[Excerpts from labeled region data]

____________________

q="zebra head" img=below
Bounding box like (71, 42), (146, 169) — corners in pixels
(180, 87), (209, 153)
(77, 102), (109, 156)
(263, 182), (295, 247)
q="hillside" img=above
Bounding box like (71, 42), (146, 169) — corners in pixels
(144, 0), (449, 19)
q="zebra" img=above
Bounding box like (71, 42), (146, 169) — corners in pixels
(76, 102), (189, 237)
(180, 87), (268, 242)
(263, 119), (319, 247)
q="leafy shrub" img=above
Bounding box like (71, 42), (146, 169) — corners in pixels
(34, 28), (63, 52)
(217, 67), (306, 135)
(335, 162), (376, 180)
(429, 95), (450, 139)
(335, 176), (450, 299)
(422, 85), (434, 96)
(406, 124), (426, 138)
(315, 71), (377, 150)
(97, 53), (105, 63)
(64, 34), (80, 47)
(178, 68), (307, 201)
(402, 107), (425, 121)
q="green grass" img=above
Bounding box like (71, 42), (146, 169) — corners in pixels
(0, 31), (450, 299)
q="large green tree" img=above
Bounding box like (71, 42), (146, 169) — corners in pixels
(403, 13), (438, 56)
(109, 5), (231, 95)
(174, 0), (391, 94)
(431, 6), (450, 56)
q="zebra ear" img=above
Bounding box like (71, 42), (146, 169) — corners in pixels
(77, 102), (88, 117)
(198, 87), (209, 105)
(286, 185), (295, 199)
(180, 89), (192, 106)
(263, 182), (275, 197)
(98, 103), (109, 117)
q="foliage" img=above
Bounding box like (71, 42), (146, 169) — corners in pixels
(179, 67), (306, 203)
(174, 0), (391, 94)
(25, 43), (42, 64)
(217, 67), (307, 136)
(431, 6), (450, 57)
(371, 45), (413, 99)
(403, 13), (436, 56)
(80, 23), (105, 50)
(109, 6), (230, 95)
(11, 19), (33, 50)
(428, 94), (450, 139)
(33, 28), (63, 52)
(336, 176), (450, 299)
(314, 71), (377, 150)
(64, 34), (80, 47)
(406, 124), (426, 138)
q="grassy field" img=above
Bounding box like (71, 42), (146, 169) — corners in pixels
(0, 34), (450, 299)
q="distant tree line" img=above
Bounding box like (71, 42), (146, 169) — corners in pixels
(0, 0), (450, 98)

____________________

Set exercise
Pull out each line in the entries above that contains the string "green".

Output below
q="green grass" img=above
q="large green tree" img=above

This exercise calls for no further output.